## SHORT EXERCISE
Can you format the items below as a Markdown table with the columns Number and Line, starting at the line that contains "QA step — the woman in white" and ending at the line that contains "[74,472,1306,859]", with blank lines left out?

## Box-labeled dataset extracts
* BEGIN *
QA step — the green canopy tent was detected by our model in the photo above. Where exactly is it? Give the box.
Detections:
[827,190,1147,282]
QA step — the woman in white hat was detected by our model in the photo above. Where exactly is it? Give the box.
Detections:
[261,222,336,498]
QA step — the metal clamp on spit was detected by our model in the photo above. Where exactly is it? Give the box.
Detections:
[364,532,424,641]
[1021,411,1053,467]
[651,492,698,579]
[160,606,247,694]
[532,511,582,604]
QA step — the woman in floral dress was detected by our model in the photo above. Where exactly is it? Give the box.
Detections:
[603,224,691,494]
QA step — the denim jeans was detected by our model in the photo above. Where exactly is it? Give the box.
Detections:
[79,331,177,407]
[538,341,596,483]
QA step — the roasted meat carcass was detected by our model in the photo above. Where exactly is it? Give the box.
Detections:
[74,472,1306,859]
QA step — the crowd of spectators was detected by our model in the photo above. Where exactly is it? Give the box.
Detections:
* END *
## SOLUTION
| Number | Line |
|---|---|
| 1 | QA step — the woman in white hat was detected by our model in the photo above. Where exactly is it? Give the box. |
| 2 | Detections: |
| 3 | [261,222,336,498] |
| 4 | QA step — the metal clamp on spit was detected by our model in the photo above. Where exactly is it? Give the box. |
| 5 | Detections: |
| 6 | [364,532,424,641] |
| 7 | [1021,411,1053,467] |
| 8 | [651,492,698,579] |
| 9 | [160,606,247,694] |
| 10 | [532,511,582,604] |
| 11 | QA step — the woman in floral dress was detected by our model in the photo above. Where exactly is it? Give the box. |
| 12 | Detections: |
| 13 | [603,224,691,494] |
| 14 | QA step — the denim jeans was detected by our model in the photo above. Where exactly is it? Give the box. |
| 15 | Detections: |
| 16 | [79,331,177,407] |
| 17 | [538,341,596,483] |
| 18 | QA step — the roasted meat carcass was detected by our model in the photo above. Where exactly is it? Give the box. |
| 19 | Detections: |
| 20 | [74,472,1306,859] |